▸ Required work
1. Please translate this sentence from the Celadon Pharmaceuticals excerpt into Spanish: "The Group was formed when the Company acquired the shares of Celadon Property Co Limited in March 2022."
2. Pick up the Celadon Pharmaceuticals excerpt after its final sentence and continue it.

About Celadon Pharmaceuticals Plc
Celadon Pharmaceuticals Plc (the "Company") and
its subsidiaries (together "the Group") are a UK based
pharmaceutical group with a primary focus on growing indoor
hydroponic high-quality cannabis initially for use within the
chronic pain market.
The Company is a public limited company
incorporated in England and Wales and domiciled in the United
Kingdom (company number: 11545912). It is a public company listed
on the AIM market of the London Stock Exchange. The registered
address is 32-33 Cowcross Street, London, EC1M 6DF.
2.
Basis of preparation
These interim Condensed Consolidated Financial
Statements and accompanying notes have neither been audited nor
reviewed by the auditor, do not constitute statutory accounts
within the meaning of Section 434 of the Companies Act 2006 and do
not include all the information and disclosures required in annual
statutory financial statements. They should be read in conjunction
with the Group's Annual Report and Accounts for the year ended 31
December 2023 which are available on the Group's website. Those
statutory accounts were approved by the Board of Directors on 13
May 2024 and have been filed with Companies House. The report of
the auditors in those accounts was unqualified and also did
not contain a statement under section 498(2) or (3) of the
Act.
The interim financial information has been prepared
under the historical cost convention except for certain items that
are shown at fair value as disclosed in the accounting
policies.
The financial statements are presented in Sterling
which is the functional currency of the group and all values are
rounded to the nearest Pound Sterling Thousand (£000s).
The accounting policies applied by the Group in these
interim condensed consolidated financial statements are the same as
those applied by the Group in the audited consolidated financial
statements for the year ended 31 December 2023 and those which will
form the basis of the 2024 Annual Report.
These interim Condensed Consolidated Financial
Statements were approved by the Board of Directors on 27 September
2024.
a.
Basis of consolidation
The interim condensed consolidated financial
statements incorporate the financial statements of the Company and
entities controlled by the Company (its subsidiary
undertakings). Where necessary, adjustments are made to the
financial statements of the subsidiaries to bring their accounting
policies in line with those of the Group. All intra-Group
transactions, balances, income and expenses are eliminated on
consolidation.
Subsidiaries are entities controlled by the Group.
The Group "controls" an entity when it is exposed to, or has rights
to, variable returns from its involvement with the entity and has
the ability to affect those returns through its power over the
entity. The financial statements of subsidiaries are included in
the consolidated financial statements from the date on which
control commences until the date on which control ceases.
Non-controlling interests are measured initially at
their proportionate share of the acquiree's identifiable net assets
at the date of acquisition.
The Group was formed when the Company acquired the
shares of Celadon Property Co Limited in March 2022. This
transaction was accounted for as a reverse takeover. For
further detail of this transaction, and the accounting for it,
please see the financial statements for the year ended 31 December
2022.
b.
Going concern
These interim condensed consolidated financial
statements have been prepared on a going concern basis, which
assumes that the Group will continue in operational existence for
the foreseeable future.

▸ Source information
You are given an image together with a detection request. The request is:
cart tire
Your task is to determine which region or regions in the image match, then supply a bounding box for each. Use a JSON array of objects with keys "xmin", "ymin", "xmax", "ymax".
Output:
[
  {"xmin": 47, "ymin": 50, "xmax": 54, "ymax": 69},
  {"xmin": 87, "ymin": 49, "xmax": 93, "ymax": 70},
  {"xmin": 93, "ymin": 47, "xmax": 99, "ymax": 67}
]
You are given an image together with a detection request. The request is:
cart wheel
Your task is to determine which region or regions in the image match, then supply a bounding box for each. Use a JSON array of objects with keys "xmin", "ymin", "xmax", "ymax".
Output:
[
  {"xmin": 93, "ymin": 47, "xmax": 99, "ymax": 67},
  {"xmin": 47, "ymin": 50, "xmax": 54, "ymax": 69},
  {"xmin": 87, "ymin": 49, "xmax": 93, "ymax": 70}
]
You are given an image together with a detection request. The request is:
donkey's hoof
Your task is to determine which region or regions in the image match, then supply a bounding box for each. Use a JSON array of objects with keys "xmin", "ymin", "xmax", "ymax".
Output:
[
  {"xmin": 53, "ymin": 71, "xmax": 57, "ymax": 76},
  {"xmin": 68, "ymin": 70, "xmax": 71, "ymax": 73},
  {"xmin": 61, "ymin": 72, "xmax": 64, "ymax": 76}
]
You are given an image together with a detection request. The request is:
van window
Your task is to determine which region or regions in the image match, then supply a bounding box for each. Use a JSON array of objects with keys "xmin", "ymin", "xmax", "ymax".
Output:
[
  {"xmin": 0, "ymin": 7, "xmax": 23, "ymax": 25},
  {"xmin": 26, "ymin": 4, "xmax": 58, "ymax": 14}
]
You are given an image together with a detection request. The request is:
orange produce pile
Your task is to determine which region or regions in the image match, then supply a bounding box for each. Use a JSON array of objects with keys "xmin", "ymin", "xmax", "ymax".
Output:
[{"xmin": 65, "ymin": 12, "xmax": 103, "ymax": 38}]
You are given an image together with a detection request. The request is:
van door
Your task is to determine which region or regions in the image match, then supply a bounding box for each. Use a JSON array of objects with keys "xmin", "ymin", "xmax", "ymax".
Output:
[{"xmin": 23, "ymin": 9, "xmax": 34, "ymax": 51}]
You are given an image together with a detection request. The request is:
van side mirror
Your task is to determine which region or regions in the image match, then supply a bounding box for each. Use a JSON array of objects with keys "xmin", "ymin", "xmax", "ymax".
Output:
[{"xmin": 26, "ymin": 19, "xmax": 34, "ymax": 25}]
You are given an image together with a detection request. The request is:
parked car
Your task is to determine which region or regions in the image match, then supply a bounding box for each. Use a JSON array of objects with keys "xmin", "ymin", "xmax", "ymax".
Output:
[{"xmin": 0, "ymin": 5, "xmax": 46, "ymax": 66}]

▸ Responses in order
1. El Grupo se constituyó cuando la Compañía adquirió las acciones de Celadon Property Co Limited en marzo de 2022.

2.
The Group currently consumes cash resources and will
continue to do so as it completes the construction of its growing
facilities and until sales revenues are sufficiently high enough to
generate net cash inflows and cover ongoing operating costs.
In assessing whether the going concern assumption is
appropriate, the Directors have taken into account all relevant
information about the current and future position of the Group and
including the current level of resources.
At 30 June 2024 the Group had £16k of cash and net
assets of £2.5 million.
The Group is expected to produce c.£1.5m worth of
medicinal cannabis per year from Phase 1 of its facility in the
UK. The Group has recently entered into a strategic
collaboration with Valeos that is anticipated to allow it to supply
product to its existing European customer which could generate up
to £8.7m of revenue per annum. Valeos is expected to commence
cultivation for Celadon's European customer in Q1 2025.
The Group has received £2.65m of cash (gross of fees)
from equity subscriptions made between May and September 2024 with
a further £0.4m due to the Group. In addition, the Group
currently has access to a £7m Committed Credit Facility which is
due to expire at the end of November 2025.
Based on the current forecasts of the Company,
the cash resources available to the Company are expected to finance
the working capital requirements of the Company through to December
2024, with the Company continuing to manage its cash position and
assuming careful creditor management.
Having prepared budgets and cash flow forecast
covering the going concern period until September 2025, which have
been stress tested by creating a number of different scenarios in
which a number of the assumptions were adversely tweaked down -
such as to assume: a) no revenues being generated from the European
customer until September 2025, b) cost increases of 10%, and c) a
combination of the two, the Directors believe that with the
Committed Credit Facility, the Group has sufficient resources to
meet its obligation for a period of at least 12 months from the
date of approval of these interim condensed consolidated financial
statements.
As noted, however, this going concern assumption is
dependent on access to funds under the Group's Committed Credit
Facility. As publicly disclosed on 12 August 2024, the Group
has experienced delays in receiving funds requested under the
Committed Credit Facility. The provider of the Committed
Credit Facility has reaffirmed his commitment and intention to
provide funds to the Group.
Given the risks of continued delay in receiving funds
drawn down under the Committed Credit Facility, the Group is in
discussion with a number of potential lenders about refinancing the
Group's Committed Credit Facility.
Taking these matters into consideration, the
Directors consider that the continued adoption of the going concern
basis is appropriate, having prepared cash flow forecasts for the
coming 12 months, but note that if the group is unable to access
funds under the Committed Credit Facility, or from refinancing this
facility, it would represent a material uncertainty which may cast
a significant doubt on the Group's ability to continue as a going
concern.
3. Accounting
policies
Details of significant accounting
policies are set out below.
a.
Revenue Recognition
Revenues relate to the supply of dried cannabis
flower and cannabis-based products.
Revenue from the supply of cannabis flower and
cannabis-based products is recognised at the point in time when the
performance conditions in the contract with the customer are met,
which is when the products have been shipped or made available to
the customer.
b.
Biological Assets and Agricultural Products
The Group cultivates high-THC cannabis in a highly
controlled indoor environment to a Good Agricultural and Collection
Practices standard. When harvested the plants need to be
dried before cannabinoid oils can be extracted following Medicines
and Healthcare products Regulatory Agency ("MHRA") approved Good
Manufacturing Practices.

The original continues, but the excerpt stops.